TAREFAS A REALIZAR -
**1)** Transcreva fielmente a parte do trecho sobre a Poética de Aristóteles que começa em "Fonte: Shutterstock" e termina em "gêneros e verossimilhança.".
**2)** Enumere as partes da representação cênica da tragédia citadas no trecho sobre a Poética de Aristóteles.

TRECHO DE ORIGEM -
┄┄┄┄┄┄┄┄┄┄

"Édipo Rei" e a Poética de Aristóteles

Por Ariane Lopes, Maria Elisabete Camargo e Ana Paula Cecere.
 

INTRODUÇÃO À POÉTICA DE ARISTÓTELES

Fonte: Shutterstock

       O texto aristotélico é considerado a base da teoria da literatura do Ocidente e a poesia é tratada como gênero e representa a ideia de reprodução imitativa. Dessa forma, a poética é uma sistematização sobre o discurso literário, na qual são discutidas a natureza da poesia e suas espécies, critérios distintos de imitação narrativa, gêneros e verossimilhança.
       Pouco conhecida na Idade Média, a obra aristotélica foi divulgada na Europa no século XVI passando a exercer influência nas artes dos séculos vindouros. A mimese, o mito e a catarse formam a base da arte poética, além do texto, restrito aos limites da tragédia e da epopeia, sendo que a comédia é citada apenas como uma promessa de estudo.
       As produções aristotélicas são classificadas em: epopeia, tragédia, comédia, ditirambo, aulética e citarística. Todas são imitações ou construções miméticas, sendo que as diferenças ocorrem segundo os meios, objetos ou modos diversos. Segundo Aristóteles, ao olhar para diferentes imagens o homem é capaz de aprender e discorrer sobre cada uma delas, contemplando-as com prazer ou repugnância. A segunda causa para o nascimento da poesia é a aptidão inata do homem para a melodia e o ritmo, o qual inclui metros ou versos.
       Para Aristóteles, Homero é considerado o poeta supremo, tanto da tragédia quanto da comédia, e as duas nasceram de improvisações. Dessa forma, a comédia representa a imitação da ação de homens inferiores e a comicidade é estabelecida em um efeito e uma feiúra sem dor nem destruição. Esses elementos da comédia confirmam-na como gênero que se define por oposição às características da tragédia, uma vez que esta imita a ação de homens superiores, envolvendo a dor e a violência.
       A epopeia se diferencia da tragédia uma vez que, a primeira se vale unicamente do verso como meio, enquanto a segunda usa o verso e o canto; a tragédia é um poema curto, já a epopeia tem duração ilimitada e é um poema longo.
       A tragédia é arte mimética e apresenta uma forma específica de mimese, sendo uma representação de ações de homens de caráter elevado expressada por uma linguagem alinhada através do diálogo e do espetáculo cênico, visando à purificação das emoções (efeito catártico) à medida que provoca o temor e a piedade no espectador. Há seis partes na representação cênica da tragédia. As externas: espetáculo, melopeia (canto coral) e elocução (falas, expressão); e as internas: caráter (qualidade moral), pensamento (elemento lógico) e mito (imitação e composição de ações). Para Aristóteles, a ação é o elemento central da tragédia e a representação dos caracteres está sujeita à lei do verossímil e valoriza o emprego de metáforas.

┄┄┄┄┄┄┄┄┄┄

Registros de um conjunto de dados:
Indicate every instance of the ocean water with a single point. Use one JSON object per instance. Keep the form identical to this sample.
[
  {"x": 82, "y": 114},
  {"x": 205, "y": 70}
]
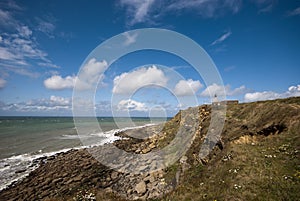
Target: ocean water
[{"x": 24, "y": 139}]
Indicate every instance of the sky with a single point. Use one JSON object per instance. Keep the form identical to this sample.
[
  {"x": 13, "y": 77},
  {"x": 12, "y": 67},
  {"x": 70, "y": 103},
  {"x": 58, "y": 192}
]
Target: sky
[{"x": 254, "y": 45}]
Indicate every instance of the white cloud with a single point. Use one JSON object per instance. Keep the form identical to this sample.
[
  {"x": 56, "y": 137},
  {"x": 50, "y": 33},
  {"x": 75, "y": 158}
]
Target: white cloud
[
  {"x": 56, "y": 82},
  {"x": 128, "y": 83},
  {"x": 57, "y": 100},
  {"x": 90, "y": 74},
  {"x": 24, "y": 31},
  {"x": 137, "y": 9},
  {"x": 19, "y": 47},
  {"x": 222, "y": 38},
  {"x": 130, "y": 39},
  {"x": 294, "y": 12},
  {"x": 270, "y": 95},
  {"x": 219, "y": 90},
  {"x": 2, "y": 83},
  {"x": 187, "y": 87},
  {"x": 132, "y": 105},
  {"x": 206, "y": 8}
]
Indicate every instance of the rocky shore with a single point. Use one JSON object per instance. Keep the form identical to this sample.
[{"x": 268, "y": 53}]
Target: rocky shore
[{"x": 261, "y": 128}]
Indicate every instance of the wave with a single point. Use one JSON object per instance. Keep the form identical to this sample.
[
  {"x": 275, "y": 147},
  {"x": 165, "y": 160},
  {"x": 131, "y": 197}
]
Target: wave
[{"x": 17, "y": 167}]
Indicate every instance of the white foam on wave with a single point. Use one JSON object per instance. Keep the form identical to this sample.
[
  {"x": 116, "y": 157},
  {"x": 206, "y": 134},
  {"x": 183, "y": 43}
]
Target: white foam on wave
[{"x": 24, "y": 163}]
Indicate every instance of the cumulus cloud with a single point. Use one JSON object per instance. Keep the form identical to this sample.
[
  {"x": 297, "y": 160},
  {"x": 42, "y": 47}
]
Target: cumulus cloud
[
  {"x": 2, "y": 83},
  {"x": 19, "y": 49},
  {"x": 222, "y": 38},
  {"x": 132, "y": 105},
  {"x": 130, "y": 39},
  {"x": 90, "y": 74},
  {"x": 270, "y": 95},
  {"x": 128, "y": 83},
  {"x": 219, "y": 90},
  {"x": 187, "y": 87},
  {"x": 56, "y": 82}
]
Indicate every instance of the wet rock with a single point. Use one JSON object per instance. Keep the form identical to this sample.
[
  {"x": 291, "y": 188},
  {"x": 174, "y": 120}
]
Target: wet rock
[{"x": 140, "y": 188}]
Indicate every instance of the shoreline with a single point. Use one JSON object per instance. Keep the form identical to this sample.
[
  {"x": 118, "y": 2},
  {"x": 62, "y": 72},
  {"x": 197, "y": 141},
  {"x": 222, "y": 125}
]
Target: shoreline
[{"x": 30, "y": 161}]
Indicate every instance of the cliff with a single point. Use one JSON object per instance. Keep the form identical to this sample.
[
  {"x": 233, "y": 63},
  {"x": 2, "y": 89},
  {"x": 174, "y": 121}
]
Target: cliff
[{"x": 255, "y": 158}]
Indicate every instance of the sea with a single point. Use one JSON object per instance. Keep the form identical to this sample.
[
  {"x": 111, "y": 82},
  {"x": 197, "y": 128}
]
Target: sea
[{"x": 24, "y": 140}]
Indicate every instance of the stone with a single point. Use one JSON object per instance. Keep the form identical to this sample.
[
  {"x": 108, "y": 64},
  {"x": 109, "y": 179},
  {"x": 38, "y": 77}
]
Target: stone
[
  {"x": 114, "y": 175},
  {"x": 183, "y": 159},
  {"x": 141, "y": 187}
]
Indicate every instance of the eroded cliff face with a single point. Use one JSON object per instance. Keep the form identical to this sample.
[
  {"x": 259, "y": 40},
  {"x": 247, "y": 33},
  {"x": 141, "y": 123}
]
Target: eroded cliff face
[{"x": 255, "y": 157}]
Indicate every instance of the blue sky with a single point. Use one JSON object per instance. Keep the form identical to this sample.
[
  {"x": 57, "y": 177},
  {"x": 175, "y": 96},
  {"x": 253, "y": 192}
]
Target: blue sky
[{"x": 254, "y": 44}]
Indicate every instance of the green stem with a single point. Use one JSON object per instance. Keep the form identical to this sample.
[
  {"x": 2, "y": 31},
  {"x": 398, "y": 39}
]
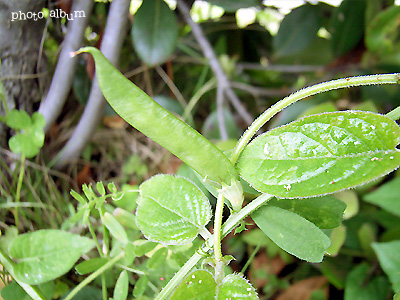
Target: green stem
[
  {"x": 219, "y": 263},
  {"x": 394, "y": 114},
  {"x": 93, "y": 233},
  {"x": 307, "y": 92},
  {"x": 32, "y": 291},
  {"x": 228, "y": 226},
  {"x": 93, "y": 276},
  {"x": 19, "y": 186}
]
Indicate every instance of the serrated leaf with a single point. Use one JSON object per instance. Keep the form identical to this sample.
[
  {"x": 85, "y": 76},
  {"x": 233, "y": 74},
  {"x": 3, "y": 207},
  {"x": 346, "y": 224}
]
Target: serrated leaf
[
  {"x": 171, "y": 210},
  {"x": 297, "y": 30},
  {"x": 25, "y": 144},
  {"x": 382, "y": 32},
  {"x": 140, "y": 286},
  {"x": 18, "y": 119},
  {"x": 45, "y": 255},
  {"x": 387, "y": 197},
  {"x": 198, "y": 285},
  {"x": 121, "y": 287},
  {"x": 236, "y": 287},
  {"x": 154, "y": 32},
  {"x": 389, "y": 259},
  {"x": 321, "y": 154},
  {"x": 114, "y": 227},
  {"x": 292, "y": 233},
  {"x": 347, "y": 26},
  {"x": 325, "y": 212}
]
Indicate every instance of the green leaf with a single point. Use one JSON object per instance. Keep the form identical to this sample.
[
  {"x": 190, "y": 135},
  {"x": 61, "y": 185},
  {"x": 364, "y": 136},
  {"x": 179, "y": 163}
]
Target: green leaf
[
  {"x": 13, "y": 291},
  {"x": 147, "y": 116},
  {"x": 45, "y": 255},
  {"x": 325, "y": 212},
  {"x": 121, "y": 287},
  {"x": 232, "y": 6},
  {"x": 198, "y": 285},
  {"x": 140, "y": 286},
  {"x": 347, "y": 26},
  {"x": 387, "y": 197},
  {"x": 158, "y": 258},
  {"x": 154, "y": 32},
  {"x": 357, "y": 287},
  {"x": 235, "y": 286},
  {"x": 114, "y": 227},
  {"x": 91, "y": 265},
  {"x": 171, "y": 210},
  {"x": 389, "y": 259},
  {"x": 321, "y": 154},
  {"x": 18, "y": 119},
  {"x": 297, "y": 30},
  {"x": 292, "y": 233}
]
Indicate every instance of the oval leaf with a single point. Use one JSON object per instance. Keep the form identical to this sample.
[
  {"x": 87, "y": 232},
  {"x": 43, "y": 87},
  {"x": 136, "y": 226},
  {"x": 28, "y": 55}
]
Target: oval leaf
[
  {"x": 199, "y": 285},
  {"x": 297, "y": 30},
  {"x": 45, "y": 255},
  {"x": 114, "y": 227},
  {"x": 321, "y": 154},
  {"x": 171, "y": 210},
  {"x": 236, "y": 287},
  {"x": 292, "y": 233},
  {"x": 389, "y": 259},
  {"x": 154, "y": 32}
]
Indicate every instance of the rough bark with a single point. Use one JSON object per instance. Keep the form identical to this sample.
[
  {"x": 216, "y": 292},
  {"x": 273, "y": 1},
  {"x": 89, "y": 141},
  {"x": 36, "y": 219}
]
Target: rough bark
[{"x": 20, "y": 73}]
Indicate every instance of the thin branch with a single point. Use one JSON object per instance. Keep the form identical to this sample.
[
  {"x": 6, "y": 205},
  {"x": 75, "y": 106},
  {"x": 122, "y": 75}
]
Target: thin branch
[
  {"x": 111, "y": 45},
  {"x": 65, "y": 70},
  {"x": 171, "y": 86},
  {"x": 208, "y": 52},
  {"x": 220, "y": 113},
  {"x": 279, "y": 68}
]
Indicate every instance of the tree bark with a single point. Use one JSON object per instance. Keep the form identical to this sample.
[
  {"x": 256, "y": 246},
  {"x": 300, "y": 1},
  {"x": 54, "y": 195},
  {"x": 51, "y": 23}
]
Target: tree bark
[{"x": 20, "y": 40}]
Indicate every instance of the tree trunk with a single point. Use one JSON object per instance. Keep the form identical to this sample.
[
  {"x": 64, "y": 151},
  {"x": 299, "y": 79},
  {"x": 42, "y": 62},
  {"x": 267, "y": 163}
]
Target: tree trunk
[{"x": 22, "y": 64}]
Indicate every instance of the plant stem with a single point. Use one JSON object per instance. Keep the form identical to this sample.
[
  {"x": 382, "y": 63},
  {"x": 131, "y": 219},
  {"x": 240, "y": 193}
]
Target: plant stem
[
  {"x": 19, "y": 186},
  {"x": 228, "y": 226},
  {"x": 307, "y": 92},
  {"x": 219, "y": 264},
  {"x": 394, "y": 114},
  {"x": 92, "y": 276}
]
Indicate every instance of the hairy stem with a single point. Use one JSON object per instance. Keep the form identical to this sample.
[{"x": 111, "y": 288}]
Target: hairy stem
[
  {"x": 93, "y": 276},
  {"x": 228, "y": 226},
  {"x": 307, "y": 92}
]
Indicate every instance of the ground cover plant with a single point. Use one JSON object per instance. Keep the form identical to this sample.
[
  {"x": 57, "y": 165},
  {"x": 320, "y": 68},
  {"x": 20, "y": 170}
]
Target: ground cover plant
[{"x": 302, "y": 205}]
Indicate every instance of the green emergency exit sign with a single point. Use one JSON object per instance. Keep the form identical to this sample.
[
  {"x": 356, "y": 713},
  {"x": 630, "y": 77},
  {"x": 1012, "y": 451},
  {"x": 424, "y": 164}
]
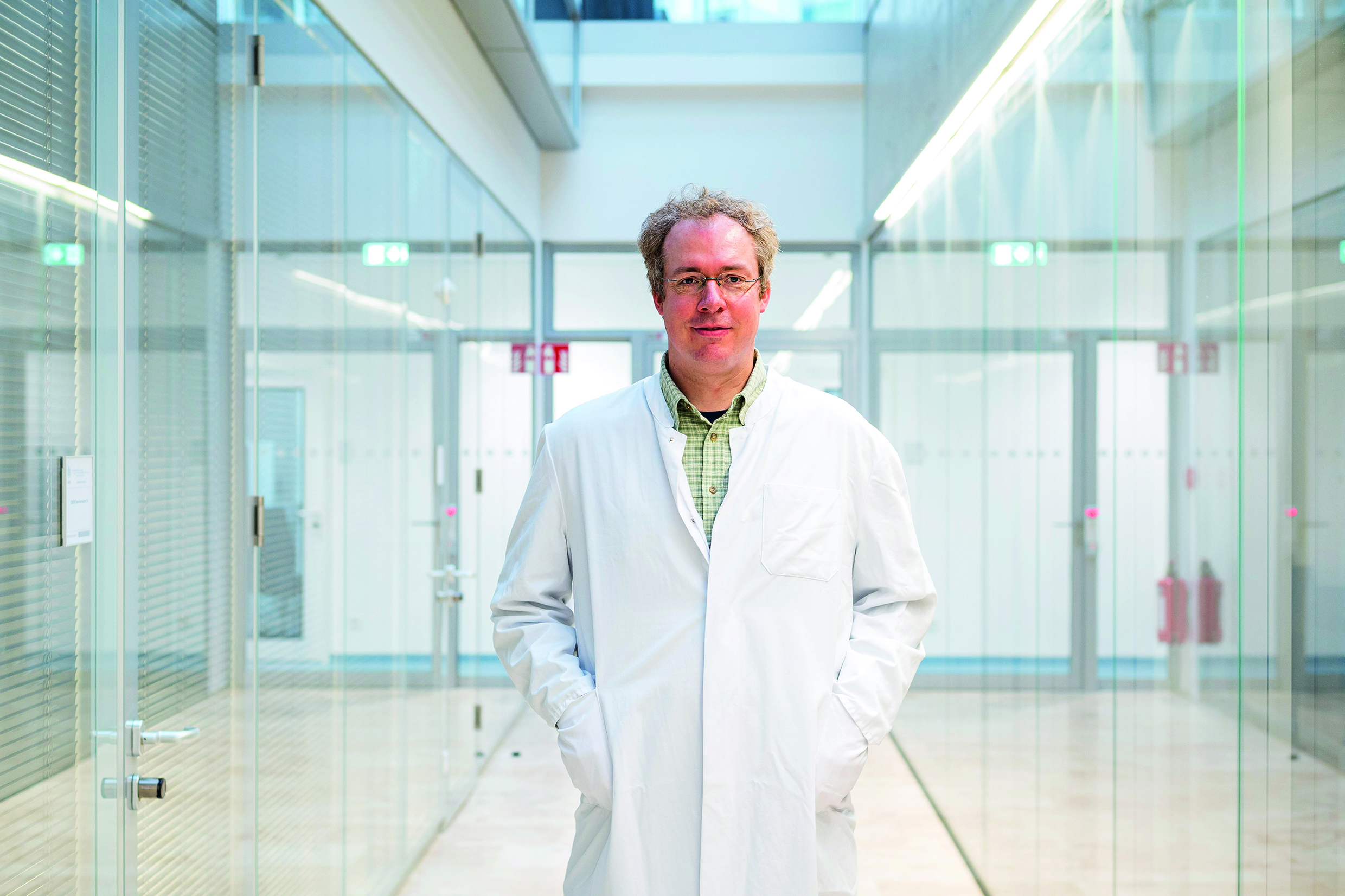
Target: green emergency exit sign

┄┄┄┄┄┄┄┄┄┄

RESPOSTAS DADAS -
**1)**
Fonte: Shutterstock

       O texto aristotélico é considerado a base da teoria da literatura do Ocidente e a poesia é tratada como gênero e representa a ideia de reprodução imitativa. Dessa forma, a poética é uma sistematização sobre o discurso literário, na qual são discutidas a natureza da poesia e suas espécies, critérios distintos de imitação narrativa, gêneros e verossimilhança.

**2)** Espetáculo, melopeia, elocução, caráter, pensamento e mito.